## JOB
Please copy the data below, starting at the beginning and ending with the line that contains "point(238, 567)". Add 134 to every coordinate number in the answers, and keep all other text the same.

╭──

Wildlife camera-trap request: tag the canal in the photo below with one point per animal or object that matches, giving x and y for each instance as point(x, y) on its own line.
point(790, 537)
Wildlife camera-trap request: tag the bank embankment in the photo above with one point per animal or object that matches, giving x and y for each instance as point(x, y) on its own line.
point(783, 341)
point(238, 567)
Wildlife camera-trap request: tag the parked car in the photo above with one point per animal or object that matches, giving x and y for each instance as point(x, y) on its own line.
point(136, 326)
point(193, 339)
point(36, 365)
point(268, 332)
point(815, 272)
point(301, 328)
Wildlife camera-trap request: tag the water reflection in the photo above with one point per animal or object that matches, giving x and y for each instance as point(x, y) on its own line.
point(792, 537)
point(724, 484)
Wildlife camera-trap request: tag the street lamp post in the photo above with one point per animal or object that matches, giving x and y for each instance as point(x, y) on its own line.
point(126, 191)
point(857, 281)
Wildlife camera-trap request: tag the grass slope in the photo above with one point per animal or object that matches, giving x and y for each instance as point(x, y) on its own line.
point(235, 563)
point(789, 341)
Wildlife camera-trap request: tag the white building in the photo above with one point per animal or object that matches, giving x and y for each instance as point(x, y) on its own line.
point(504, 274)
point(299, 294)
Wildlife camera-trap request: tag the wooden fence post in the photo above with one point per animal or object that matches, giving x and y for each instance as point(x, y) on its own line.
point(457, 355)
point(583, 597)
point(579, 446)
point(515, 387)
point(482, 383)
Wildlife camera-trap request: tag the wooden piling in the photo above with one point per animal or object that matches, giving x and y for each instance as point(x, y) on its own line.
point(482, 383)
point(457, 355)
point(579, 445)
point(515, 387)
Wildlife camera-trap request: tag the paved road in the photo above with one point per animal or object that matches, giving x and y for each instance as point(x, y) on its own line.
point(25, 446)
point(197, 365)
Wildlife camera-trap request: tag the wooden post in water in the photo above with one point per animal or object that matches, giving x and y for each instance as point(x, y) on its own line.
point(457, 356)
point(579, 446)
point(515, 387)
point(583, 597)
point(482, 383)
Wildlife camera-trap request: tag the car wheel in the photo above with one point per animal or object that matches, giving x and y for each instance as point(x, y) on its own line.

╰──

## CORRECT OUTPUT
Wildlife camera-trap request: tag the canal in the photo below with one point per animal or object that matches, giving x and y for each instance as point(x, y) on its own line.
point(924, 671)
Wildlife camera-trap request: tag the bank embankment in the photo above with one point per animal or object that matches, giving x and y for each instance as point(x, y) on its own line.
point(917, 475)
point(372, 701)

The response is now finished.